Data taken from a collection:
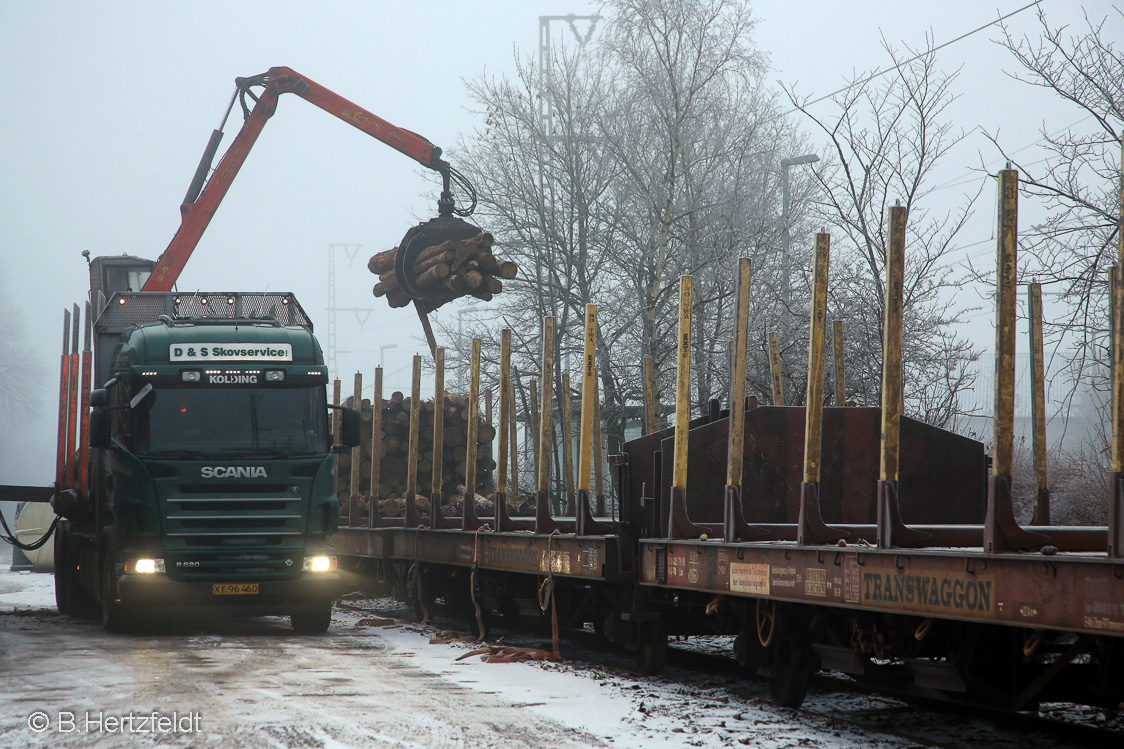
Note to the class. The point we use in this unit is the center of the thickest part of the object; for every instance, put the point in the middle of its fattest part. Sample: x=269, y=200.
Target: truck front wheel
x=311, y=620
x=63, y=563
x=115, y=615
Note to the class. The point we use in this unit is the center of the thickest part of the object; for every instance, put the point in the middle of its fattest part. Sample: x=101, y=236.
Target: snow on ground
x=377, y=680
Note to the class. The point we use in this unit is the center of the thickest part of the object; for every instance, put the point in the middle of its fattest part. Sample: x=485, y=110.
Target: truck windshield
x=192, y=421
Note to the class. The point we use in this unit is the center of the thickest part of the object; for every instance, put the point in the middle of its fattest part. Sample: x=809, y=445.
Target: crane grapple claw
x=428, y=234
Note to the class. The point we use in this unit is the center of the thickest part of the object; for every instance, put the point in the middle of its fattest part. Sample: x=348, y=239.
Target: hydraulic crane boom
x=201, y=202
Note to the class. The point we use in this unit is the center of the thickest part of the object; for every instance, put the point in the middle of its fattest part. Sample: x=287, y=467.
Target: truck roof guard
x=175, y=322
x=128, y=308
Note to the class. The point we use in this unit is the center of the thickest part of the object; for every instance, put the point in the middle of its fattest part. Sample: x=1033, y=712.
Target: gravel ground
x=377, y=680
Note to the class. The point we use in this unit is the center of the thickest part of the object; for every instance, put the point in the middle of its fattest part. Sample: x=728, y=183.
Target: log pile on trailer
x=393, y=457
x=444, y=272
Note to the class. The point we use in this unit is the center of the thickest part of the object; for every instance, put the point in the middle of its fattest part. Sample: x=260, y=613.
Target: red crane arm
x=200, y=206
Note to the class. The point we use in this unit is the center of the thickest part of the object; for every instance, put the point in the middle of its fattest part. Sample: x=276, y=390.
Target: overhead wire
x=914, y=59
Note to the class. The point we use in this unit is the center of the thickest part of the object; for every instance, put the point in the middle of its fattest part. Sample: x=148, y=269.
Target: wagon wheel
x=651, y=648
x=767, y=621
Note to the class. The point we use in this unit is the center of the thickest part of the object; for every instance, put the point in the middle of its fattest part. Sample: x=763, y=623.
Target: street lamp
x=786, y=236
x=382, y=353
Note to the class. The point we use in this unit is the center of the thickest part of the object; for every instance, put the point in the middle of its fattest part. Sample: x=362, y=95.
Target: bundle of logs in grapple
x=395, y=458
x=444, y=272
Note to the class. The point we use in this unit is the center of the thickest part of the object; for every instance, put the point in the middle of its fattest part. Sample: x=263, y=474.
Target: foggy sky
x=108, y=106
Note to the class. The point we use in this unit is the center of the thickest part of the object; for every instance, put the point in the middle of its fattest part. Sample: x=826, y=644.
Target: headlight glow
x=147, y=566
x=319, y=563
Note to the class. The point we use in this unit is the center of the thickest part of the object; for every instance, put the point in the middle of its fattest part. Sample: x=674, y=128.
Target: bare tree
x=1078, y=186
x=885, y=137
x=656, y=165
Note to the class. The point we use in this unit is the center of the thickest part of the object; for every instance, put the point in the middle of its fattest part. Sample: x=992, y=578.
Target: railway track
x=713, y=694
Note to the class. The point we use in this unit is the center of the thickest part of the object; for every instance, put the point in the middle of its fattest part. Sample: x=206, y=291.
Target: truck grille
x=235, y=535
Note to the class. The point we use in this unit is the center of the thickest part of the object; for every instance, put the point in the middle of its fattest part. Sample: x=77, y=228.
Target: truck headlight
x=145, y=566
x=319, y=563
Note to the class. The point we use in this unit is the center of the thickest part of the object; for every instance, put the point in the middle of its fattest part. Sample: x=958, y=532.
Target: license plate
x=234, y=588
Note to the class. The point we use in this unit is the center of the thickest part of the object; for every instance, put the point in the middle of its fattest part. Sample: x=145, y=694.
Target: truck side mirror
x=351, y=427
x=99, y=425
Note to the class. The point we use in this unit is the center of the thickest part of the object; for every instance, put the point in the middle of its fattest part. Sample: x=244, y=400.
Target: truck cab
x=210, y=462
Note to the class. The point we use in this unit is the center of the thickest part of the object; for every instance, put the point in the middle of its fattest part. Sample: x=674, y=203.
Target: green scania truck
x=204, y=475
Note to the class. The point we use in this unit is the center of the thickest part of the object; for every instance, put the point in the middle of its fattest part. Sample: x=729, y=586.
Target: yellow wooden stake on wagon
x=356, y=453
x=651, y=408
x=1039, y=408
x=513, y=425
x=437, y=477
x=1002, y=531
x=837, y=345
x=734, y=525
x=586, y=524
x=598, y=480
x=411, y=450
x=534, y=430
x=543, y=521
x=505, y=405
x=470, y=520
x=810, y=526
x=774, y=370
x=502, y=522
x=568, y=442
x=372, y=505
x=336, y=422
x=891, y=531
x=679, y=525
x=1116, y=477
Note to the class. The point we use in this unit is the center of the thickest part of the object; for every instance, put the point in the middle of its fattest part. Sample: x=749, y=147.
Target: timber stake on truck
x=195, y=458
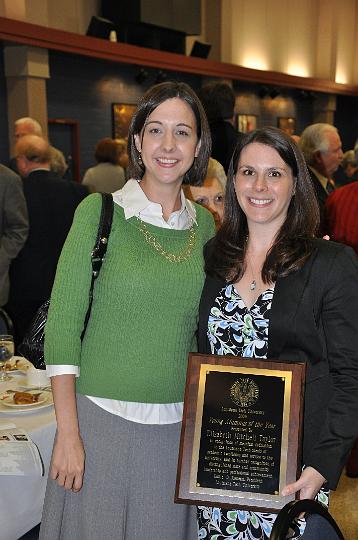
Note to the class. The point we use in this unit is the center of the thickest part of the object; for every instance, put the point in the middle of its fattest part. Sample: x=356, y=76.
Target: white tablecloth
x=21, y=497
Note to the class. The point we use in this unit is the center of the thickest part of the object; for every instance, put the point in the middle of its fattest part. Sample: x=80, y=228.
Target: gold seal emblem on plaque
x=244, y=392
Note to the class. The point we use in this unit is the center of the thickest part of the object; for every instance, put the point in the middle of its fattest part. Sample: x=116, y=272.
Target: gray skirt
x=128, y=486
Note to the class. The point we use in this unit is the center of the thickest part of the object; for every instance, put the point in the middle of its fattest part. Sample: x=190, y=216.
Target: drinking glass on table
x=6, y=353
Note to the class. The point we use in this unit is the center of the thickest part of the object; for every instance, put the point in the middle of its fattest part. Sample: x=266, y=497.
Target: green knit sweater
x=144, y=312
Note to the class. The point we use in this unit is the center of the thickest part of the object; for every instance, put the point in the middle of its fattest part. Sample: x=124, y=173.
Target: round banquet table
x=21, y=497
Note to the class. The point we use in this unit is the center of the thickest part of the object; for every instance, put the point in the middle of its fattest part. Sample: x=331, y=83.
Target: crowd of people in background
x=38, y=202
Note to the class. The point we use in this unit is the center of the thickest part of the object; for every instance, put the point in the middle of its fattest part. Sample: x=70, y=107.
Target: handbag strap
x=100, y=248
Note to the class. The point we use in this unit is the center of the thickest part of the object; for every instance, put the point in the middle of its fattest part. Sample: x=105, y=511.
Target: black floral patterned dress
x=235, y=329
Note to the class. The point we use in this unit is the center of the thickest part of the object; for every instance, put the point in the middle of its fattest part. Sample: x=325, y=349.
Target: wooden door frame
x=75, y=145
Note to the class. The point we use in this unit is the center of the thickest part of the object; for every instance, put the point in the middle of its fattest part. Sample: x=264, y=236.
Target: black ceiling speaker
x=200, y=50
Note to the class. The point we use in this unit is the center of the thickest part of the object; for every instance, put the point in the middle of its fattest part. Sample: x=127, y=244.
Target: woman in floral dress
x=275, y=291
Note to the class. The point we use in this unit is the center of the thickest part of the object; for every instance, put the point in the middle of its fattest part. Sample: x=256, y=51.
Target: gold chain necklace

---

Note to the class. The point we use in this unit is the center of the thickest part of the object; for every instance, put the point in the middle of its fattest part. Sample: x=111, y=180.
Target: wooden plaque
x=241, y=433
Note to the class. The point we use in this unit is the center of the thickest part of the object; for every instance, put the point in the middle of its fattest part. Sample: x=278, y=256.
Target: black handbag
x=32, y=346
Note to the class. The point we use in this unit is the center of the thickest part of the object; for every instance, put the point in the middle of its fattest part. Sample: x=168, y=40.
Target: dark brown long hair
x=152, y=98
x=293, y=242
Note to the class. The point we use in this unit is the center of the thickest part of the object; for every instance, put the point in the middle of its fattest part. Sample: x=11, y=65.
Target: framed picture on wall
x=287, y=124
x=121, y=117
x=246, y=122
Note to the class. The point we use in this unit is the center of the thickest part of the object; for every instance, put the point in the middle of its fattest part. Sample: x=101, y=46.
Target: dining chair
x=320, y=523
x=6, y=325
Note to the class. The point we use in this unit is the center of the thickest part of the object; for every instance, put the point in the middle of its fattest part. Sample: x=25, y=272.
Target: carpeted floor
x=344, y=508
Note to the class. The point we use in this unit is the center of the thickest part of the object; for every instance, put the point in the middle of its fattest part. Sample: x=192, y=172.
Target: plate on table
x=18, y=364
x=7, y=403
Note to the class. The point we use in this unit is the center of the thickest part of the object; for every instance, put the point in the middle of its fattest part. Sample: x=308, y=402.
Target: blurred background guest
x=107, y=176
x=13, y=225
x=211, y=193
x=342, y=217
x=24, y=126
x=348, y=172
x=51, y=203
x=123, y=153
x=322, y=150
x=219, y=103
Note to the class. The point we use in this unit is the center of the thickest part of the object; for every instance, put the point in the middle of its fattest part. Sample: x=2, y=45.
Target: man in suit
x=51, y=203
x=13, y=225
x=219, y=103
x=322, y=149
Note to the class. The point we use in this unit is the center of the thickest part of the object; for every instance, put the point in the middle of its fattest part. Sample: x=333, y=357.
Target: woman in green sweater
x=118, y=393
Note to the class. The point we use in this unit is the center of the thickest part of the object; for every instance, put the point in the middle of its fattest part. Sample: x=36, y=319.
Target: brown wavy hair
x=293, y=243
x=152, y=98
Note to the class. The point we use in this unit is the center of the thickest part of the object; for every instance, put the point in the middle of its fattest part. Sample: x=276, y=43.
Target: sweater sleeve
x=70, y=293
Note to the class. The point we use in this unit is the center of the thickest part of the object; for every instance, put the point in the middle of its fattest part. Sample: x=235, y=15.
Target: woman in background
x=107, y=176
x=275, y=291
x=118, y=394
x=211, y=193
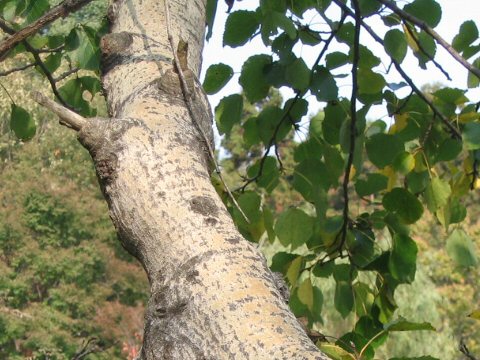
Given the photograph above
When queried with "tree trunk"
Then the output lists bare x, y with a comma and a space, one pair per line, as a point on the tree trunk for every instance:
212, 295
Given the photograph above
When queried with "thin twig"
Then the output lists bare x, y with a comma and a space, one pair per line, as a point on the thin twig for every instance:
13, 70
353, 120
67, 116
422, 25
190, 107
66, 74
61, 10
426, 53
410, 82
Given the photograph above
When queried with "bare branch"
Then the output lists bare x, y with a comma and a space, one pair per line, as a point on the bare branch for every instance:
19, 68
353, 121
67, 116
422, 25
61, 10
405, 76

--

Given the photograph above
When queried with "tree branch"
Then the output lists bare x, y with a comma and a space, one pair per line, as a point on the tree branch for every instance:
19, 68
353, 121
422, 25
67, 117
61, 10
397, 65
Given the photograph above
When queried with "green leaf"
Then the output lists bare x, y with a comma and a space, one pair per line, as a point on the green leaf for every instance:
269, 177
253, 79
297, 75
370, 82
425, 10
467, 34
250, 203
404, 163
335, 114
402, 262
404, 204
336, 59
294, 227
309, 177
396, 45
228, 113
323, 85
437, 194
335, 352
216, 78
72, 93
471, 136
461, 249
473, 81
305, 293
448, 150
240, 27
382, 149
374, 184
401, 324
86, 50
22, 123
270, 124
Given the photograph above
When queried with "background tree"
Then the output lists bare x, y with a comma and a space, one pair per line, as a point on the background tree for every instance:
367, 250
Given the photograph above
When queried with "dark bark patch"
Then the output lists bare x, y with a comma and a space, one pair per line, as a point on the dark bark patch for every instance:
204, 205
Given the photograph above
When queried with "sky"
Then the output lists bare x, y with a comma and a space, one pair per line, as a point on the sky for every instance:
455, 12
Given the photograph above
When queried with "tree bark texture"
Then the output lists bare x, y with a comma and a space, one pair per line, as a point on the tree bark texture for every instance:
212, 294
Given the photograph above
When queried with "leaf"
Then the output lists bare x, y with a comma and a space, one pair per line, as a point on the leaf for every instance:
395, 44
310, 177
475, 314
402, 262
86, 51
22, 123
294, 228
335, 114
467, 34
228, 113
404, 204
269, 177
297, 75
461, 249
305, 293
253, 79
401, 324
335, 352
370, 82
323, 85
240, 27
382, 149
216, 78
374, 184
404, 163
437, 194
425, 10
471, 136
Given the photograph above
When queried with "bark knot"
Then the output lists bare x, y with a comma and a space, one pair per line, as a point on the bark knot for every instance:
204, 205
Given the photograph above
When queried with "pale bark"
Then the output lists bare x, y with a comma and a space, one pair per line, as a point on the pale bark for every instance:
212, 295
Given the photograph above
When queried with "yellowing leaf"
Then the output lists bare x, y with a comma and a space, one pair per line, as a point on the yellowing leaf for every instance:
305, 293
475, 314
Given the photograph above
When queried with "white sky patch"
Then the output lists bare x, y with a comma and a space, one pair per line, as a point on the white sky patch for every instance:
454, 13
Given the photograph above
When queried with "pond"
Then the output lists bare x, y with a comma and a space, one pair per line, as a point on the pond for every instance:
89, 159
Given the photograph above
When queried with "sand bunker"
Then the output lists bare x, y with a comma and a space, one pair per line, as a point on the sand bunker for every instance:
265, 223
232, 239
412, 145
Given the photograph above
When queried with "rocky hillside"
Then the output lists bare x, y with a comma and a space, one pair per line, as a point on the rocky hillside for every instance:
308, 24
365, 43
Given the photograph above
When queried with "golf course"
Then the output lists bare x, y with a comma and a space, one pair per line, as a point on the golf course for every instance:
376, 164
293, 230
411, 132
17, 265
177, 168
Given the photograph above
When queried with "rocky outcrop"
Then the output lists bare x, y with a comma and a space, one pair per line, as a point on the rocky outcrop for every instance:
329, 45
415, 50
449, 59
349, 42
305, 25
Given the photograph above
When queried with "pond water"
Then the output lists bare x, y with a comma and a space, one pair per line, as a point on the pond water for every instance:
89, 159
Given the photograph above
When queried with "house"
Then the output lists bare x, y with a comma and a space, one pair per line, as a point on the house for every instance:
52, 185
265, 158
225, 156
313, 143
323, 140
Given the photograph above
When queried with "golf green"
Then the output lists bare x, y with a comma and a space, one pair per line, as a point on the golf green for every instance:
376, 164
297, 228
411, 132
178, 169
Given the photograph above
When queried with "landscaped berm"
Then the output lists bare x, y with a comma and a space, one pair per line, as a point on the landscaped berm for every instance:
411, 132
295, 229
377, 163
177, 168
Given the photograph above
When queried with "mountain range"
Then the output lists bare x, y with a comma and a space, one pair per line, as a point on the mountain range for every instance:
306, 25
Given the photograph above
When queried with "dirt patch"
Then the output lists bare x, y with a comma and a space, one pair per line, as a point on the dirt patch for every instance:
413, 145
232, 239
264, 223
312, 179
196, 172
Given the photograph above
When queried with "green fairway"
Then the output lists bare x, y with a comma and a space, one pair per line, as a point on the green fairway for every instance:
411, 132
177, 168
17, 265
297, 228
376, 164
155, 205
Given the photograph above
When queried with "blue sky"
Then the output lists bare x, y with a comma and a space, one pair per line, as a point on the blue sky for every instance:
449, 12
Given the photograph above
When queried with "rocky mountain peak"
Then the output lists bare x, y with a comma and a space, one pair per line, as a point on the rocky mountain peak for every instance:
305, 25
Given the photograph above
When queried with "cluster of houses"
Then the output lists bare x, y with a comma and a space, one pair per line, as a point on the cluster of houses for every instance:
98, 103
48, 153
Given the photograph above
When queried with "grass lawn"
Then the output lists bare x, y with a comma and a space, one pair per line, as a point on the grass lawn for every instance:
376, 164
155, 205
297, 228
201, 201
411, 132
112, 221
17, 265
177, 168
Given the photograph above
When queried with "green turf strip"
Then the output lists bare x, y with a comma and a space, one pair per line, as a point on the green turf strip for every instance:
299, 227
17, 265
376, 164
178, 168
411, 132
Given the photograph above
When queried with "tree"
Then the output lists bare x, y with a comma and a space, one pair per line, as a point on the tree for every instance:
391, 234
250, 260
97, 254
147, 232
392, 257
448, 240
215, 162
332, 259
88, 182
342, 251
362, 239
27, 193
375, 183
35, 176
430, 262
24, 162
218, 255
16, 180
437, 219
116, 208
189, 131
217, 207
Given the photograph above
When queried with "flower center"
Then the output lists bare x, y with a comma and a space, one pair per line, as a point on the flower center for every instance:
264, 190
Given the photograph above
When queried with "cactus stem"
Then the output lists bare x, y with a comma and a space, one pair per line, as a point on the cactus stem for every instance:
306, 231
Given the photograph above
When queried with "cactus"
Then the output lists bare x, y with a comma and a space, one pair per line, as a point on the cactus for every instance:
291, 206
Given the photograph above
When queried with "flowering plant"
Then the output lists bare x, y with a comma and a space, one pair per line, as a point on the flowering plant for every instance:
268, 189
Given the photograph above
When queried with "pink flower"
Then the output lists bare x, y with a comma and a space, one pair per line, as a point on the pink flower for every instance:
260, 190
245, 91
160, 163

What this task involves
Arrange the lines from the one containing "Sample: x=264, y=236." through the one containing "Target: gold chain necklace", inclusive, as a Markdown table with the columns Position and Text, skipping any blank lines.

Expected answer
| Position | Text |
|---|---|
| 1 | Note to the class. The point we use in this unit is the center of the thickest part of the object; for every instance, put the point in the middle of its fattest part. Sample: x=264, y=236. |
| 2 | Target: black ceiling speaker |
| 3 | x=200, y=50 |
| 4 | Note to the class. The point we use in this unit is the center of the thickest part of the object; for every instance, put the point in the middle of its fattest part. Sample: x=127, y=244. |
| 5 | Target: woman in floral dress |
| 6 | x=275, y=291 |
| 7 | Note to the class. The point we use in this unit is the center of the thickest part of the object; for every instance, put the point in the middle of its fattest part. Sample: x=256, y=51. |
| 8 | Target: gold chain necklace |